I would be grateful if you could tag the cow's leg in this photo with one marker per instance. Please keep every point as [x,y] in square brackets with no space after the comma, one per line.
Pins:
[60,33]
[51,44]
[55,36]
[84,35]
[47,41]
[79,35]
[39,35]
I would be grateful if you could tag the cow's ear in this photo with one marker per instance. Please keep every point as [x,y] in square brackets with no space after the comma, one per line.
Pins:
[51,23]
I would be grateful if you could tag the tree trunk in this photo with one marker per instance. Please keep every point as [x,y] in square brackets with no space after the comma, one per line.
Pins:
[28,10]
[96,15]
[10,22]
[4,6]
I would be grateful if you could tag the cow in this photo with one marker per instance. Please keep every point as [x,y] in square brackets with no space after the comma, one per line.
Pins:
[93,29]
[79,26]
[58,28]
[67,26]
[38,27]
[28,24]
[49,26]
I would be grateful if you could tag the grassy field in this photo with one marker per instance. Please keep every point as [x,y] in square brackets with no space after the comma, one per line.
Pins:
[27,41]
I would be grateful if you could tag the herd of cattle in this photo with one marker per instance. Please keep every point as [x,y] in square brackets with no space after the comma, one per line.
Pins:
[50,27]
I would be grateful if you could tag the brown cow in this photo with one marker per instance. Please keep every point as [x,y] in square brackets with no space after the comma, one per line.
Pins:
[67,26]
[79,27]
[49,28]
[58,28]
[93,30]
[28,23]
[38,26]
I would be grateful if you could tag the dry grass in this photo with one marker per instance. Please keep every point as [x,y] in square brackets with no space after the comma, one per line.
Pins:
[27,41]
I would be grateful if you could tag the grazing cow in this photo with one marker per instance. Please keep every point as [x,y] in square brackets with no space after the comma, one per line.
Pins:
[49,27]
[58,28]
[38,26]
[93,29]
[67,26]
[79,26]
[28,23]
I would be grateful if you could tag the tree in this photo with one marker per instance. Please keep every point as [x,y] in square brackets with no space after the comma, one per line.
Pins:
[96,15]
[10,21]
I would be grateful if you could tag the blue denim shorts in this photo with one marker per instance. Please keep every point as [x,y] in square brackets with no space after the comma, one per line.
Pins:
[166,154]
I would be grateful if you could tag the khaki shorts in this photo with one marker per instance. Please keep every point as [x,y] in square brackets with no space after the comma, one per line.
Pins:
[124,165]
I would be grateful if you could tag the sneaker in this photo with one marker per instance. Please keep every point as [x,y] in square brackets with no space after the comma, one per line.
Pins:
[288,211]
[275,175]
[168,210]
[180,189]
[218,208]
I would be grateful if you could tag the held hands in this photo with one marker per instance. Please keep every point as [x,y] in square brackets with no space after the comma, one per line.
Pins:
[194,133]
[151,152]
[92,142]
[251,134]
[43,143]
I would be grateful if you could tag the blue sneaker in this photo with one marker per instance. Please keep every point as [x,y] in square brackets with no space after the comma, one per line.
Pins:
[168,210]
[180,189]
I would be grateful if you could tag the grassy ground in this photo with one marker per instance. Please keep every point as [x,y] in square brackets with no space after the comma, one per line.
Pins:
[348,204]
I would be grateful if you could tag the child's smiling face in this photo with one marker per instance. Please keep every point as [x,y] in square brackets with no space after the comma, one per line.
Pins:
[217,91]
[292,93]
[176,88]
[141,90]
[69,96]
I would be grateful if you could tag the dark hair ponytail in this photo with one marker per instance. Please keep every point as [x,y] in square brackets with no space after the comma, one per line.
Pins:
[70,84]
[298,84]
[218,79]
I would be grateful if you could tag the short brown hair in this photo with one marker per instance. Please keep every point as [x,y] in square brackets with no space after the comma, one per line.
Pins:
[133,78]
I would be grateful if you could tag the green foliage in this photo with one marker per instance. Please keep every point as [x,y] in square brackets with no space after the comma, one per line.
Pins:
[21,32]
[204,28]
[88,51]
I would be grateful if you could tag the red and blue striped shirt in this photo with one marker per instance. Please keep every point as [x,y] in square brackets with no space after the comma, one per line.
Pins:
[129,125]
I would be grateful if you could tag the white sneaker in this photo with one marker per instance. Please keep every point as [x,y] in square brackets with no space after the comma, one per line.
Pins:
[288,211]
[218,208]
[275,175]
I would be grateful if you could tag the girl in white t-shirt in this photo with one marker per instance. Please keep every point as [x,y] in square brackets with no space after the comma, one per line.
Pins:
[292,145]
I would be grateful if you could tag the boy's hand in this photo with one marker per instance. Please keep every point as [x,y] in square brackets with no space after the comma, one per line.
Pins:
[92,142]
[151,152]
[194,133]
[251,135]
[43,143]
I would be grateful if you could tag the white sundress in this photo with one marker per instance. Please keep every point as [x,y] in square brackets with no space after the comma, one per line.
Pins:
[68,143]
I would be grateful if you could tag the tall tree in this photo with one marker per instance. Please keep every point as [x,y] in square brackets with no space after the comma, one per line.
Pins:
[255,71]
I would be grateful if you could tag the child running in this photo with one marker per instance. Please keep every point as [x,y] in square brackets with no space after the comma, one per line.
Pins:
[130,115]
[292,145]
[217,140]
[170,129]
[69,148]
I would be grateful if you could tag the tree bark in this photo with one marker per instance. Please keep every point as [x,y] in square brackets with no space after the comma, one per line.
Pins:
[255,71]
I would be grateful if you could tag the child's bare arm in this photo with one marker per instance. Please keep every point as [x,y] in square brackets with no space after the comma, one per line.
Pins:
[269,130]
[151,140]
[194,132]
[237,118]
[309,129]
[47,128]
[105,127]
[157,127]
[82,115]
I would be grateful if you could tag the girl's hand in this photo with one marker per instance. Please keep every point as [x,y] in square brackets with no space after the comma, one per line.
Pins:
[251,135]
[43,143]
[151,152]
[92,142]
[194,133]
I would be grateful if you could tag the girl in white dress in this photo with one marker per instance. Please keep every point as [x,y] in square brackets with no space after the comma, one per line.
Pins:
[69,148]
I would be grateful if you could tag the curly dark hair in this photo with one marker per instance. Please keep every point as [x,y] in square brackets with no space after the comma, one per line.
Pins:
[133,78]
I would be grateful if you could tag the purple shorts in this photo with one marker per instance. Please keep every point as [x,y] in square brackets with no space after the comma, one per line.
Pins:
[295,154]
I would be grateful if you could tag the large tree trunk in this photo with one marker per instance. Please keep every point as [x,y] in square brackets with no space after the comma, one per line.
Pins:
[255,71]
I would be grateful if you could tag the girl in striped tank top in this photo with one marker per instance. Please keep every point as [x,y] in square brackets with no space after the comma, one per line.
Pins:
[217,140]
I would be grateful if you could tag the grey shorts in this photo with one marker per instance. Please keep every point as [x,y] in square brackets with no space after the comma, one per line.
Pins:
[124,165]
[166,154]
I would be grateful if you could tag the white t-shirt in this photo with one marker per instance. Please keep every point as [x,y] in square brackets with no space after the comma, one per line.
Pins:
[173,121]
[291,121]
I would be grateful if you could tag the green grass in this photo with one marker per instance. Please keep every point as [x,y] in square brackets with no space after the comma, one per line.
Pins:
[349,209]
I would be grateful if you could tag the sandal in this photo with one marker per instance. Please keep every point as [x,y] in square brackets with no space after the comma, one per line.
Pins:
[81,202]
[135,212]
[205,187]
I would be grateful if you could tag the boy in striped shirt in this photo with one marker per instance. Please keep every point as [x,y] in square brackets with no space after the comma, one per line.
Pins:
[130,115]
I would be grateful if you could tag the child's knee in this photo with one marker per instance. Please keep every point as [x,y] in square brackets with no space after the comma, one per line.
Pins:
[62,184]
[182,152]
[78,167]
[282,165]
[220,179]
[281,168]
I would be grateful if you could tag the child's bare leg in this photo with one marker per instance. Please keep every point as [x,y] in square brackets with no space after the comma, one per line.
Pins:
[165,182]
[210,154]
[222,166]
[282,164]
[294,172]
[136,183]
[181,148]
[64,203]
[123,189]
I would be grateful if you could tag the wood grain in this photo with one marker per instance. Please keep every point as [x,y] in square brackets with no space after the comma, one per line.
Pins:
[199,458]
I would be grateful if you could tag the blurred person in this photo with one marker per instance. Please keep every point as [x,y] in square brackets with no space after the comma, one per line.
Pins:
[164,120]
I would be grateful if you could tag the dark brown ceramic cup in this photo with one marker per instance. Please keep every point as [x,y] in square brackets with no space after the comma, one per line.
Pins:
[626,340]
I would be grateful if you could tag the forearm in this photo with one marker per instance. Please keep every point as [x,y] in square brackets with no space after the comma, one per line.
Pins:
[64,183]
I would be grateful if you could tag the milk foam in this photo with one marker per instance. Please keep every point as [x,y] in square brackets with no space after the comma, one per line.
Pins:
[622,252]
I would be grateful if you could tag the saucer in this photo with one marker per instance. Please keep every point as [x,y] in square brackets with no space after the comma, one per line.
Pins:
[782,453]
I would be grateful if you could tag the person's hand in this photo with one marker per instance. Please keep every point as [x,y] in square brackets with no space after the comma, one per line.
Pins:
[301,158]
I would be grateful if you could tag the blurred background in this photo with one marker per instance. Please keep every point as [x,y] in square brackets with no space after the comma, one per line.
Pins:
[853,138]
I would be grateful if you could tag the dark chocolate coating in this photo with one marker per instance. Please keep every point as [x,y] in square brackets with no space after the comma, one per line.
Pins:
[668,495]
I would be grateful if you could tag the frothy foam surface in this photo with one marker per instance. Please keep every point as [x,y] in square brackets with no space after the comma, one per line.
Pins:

------------------------------------------------

Rewrite every line from the one containing "I would be grateful if you could tag the blurred background" down to the end of the rows, changing "dark chocolate" to "milk chocolate" and leaving all else unchanged.

I would be grateful if you could tag the blurred background in this photo with one marker per instance. Please keep every point as [x,y] in square brackets with no space after the comma, one per line.
Pins:
[853,138]
I would be grateful if you could tag the milk chocolate coating in this photo with one marker per instance. Please keep every point as [x,y] in square brackets with no space after the comma, one per line.
Pins:
[668,495]
I would be grateful if you could tag the frothy foam surface in this photo with one marker per instance. Please keep every point as [x,y] in square brackets with no space after the comma, one per line.
Pins:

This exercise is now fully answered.